**Exercise instructions**
(1) Reproduce the novel summary word for word, from "According to her" up to and including "terrifying: the patriarchy.".
(2) Write the next part of the novel summary, picking up after its final sentence.

**Extract to read**
— BEGIN —

Life in the Old Village, Patricia Campbell’s suburban South Carolina enclave, has always been safe, if a little unstimulating. But that’s before Patricia is attacked in her yard by an elderly neighbor gone feral, and soon she finds herself driving around her neighbor’s attractive relative, James Harris, and inviting him into her house for ice cream with the family. Life is suddenly far from boring, but when Patricia’s suspicions about James begin to escalate, she takes the matter to her true crime book club. 

According to her friends, Patricia’s just projecting a titillating plot onto their ploddingly dull daily lives. But when children from the poor neighborhood across town start dying, the club is forced to grapple with the possibility that Patricia’s new friend just may be the monster she claims he is. And as if one monster isn’t enough, the women must confront another enemy at least as terrifying: the patriarchy.

— END —

**Dataset**
— BEGIN —

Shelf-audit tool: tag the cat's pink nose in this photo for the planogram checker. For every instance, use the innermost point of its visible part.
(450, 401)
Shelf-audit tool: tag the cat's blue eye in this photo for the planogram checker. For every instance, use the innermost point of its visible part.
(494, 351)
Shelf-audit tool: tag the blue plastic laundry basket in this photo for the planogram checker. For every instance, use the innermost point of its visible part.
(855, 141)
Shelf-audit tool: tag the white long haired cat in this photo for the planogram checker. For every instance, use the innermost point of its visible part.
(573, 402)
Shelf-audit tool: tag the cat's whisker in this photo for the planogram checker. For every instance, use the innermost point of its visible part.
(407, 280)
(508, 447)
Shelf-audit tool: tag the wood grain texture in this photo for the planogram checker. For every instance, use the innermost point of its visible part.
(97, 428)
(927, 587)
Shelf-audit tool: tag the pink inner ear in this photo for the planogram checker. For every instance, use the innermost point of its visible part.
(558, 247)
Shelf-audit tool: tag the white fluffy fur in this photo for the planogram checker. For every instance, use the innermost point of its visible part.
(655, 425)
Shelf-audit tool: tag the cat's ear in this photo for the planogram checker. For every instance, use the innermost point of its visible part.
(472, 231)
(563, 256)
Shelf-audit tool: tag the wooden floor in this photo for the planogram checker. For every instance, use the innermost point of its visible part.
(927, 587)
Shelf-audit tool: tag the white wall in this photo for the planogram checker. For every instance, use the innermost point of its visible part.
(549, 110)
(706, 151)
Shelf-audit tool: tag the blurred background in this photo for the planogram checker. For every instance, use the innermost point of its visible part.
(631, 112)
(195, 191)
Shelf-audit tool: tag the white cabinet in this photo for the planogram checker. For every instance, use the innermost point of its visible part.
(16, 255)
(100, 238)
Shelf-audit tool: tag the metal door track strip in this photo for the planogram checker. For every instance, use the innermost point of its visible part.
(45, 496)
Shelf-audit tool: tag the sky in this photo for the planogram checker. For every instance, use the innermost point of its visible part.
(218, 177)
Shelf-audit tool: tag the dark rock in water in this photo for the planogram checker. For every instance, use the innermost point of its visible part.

— END —

**Task-by-task answers**
(1)
According to her friends, Patricia’s just projecting a titillating plot onto their ploddingly dull daily lives. But when children from the poor neighborhood across town start dying, the club is forced to grapple with the possibility that Patricia’s new friend just may be the monster she claims he is. And as if one monster isn’t enough, the women must confront another enemy at least as terrifying: the patriarchy.

(2)
The Southern Book Club’s Guide to Slaying Vampires takes place in the same universe as Hendrix’s Stoker Award-winning horror novel, My Best Friend’s Exorcism, which is loosely based on his own childhood. Hendrix writes in an author’s note that his latest novel was inspired by the strength of his own mother and others like her: women easy to write off, but hard to defeat. “I wanted to pit Dracula against my mom,” Hendrix explains. “As you’ll see, it’s not a fair fight.” 

In turns heartwarming and enraging, bloody horror and social critique, this genre-bending vampire story helps cement horror as a frontier for feminist storytelling.